Problem:
Reproduce the listing below word for word, with no pictures.
◇ ◇ ◇ ◇ ◇ ◇ ◇
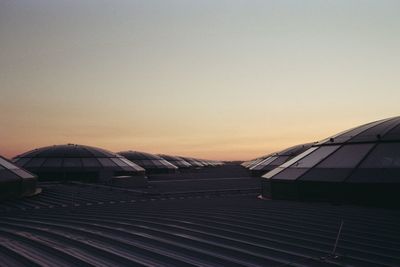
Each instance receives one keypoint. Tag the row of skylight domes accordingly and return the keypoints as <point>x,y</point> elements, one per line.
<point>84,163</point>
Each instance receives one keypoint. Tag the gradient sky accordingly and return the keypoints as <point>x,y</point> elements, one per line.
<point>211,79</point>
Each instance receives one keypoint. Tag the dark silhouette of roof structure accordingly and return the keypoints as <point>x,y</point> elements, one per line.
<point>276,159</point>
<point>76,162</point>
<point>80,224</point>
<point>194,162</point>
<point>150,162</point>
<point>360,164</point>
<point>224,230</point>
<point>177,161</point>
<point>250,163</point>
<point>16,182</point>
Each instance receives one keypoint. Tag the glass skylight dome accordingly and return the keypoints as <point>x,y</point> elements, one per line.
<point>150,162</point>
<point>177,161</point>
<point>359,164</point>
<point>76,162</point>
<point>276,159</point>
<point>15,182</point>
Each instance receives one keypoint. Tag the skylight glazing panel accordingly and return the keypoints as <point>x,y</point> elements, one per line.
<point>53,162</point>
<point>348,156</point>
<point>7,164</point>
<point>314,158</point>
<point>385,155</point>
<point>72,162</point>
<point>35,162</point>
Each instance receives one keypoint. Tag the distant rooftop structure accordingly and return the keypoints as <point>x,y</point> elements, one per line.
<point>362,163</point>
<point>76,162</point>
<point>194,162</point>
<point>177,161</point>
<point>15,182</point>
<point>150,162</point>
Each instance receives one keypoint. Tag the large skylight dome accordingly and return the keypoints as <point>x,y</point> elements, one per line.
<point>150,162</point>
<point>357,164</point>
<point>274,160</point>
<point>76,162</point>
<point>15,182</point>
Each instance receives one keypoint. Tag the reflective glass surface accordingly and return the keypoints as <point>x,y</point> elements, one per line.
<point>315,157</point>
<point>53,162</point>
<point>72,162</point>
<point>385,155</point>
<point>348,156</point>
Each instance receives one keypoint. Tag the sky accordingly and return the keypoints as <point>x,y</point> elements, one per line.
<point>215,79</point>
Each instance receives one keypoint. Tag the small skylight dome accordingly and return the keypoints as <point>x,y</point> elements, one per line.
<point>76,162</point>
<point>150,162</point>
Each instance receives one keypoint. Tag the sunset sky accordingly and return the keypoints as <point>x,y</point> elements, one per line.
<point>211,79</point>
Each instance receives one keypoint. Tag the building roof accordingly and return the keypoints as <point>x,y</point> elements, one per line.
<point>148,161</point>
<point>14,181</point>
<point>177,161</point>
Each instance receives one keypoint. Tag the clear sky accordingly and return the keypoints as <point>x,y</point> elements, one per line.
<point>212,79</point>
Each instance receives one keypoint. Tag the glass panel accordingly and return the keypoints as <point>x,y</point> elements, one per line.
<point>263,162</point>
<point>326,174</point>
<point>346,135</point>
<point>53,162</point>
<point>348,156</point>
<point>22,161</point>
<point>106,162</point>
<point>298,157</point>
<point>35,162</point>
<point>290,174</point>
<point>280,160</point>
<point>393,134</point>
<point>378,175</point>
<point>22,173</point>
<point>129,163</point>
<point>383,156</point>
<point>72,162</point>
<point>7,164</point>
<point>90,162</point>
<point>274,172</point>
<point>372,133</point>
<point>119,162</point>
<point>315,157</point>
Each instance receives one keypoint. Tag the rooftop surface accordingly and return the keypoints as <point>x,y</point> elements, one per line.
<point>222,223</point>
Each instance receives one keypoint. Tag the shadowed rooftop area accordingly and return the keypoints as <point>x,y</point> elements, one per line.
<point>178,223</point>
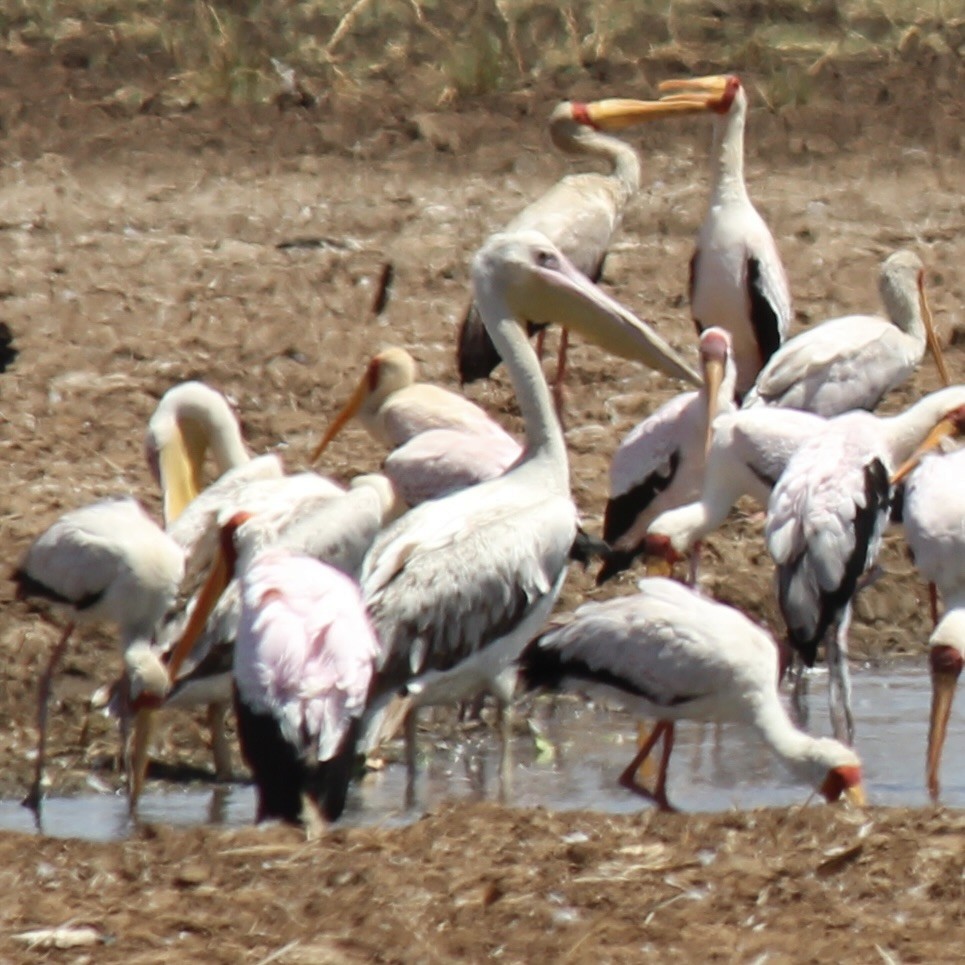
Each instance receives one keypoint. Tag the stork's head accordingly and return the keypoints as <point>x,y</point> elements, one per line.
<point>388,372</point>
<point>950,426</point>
◇ ◇ ◇ ◇ ◇ ◇ ◇
The answer:
Each instance receives one keypoint. Tag the row of skylight domes accordingly and return the keypoints as <point>x,y</point> elements, one per line.
<point>84,163</point>
Each instance receives one keypoint. Tag the gradient sky accordingly and return the keypoints as <point>x,y</point> elements, one per line.
<point>211,79</point>
Each instance receives one keypoint. Tag the dark silhouette of roof structure accordingly and return the keypoints as <point>x,y</point> elements, one per line.
<point>276,159</point>
<point>76,162</point>
<point>80,224</point>
<point>194,162</point>
<point>150,162</point>
<point>360,164</point>
<point>224,230</point>
<point>177,161</point>
<point>250,163</point>
<point>16,182</point>
Each instance receives one keypoint. Tag the glass skylight dome accordingly and return the keypoints as <point>x,y</point> elements, one per line.
<point>150,162</point>
<point>177,161</point>
<point>359,164</point>
<point>76,162</point>
<point>276,159</point>
<point>15,182</point>
Each instance receives one keypoint. Tag the skylight glazing panel accordingly and return the keypoints as <point>x,y</point> elements, one per line.
<point>53,162</point>
<point>348,156</point>
<point>7,164</point>
<point>314,158</point>
<point>385,155</point>
<point>72,162</point>
<point>35,162</point>
Each instance receives one keypoint. Tag the distant rooftop structure accordingly and return the keypoints as <point>x,y</point> elements, one per line.
<point>362,163</point>
<point>76,162</point>
<point>194,162</point>
<point>177,161</point>
<point>15,182</point>
<point>150,162</point>
Each instance receives one keypoint. Tag the large skylight dome accordingly and return the keypoints as <point>x,y</point> elements, one per line.
<point>150,162</point>
<point>357,164</point>
<point>274,160</point>
<point>76,162</point>
<point>15,182</point>
Each instance receives one keypoint. Tag the reflective glass surface accordingly and return the keypoints as <point>x,y</point> elements, one per line.
<point>315,157</point>
<point>53,162</point>
<point>72,162</point>
<point>385,155</point>
<point>348,156</point>
Each instance receives one keypoint. Tag the sky accordingly and return the keypoints as <point>x,y</point> elements, one per line.
<point>215,79</point>
Each instance receives one keypoint. Tag the small skylight dome accordingly and return the keypoints as <point>x,y</point> elements, one per line.
<point>76,162</point>
<point>150,162</point>
Each instance receives one keypoint. Tag the sunset sky accordingly and return the keypoints as <point>x,y</point> elements, one per line.
<point>211,79</point>
Each instance receives one keypoint. Tag the building roof accordingly and return the keypoints as <point>x,y</point> elements, one per line.
<point>148,161</point>
<point>14,181</point>
<point>177,161</point>
Each instance receives one keypoint. Tag the clear sky accordingly and return the keypoints as <point>x,y</point> elements, one per line.
<point>212,79</point>
Each instance receives one keypoint. Tag the glass panel accordingly and return the keypoints as <point>x,y</point> elements, one per line.
<point>263,162</point>
<point>326,174</point>
<point>346,135</point>
<point>53,162</point>
<point>348,156</point>
<point>22,161</point>
<point>106,162</point>
<point>298,157</point>
<point>35,162</point>
<point>290,174</point>
<point>280,160</point>
<point>393,134</point>
<point>378,175</point>
<point>22,173</point>
<point>129,163</point>
<point>383,156</point>
<point>72,162</point>
<point>7,164</point>
<point>90,162</point>
<point>274,172</point>
<point>372,133</point>
<point>119,162</point>
<point>315,157</point>
Each instance receives one keypoint. Tag the rooftop surface accordingly and return the keypoints as <point>x,y</point> elements, one per line.
<point>222,223</point>
Each instance receives one keypoint. Tag the shadowed rooftop area accordingly and return the keypoints as <point>x,y</point> elements, one per line.
<point>178,223</point>
Each instance receives one keypoint. Tag the stork's head accordingly and return the keypoints as <point>x,y</point> elements, one per line.
<point>388,372</point>
<point>950,426</point>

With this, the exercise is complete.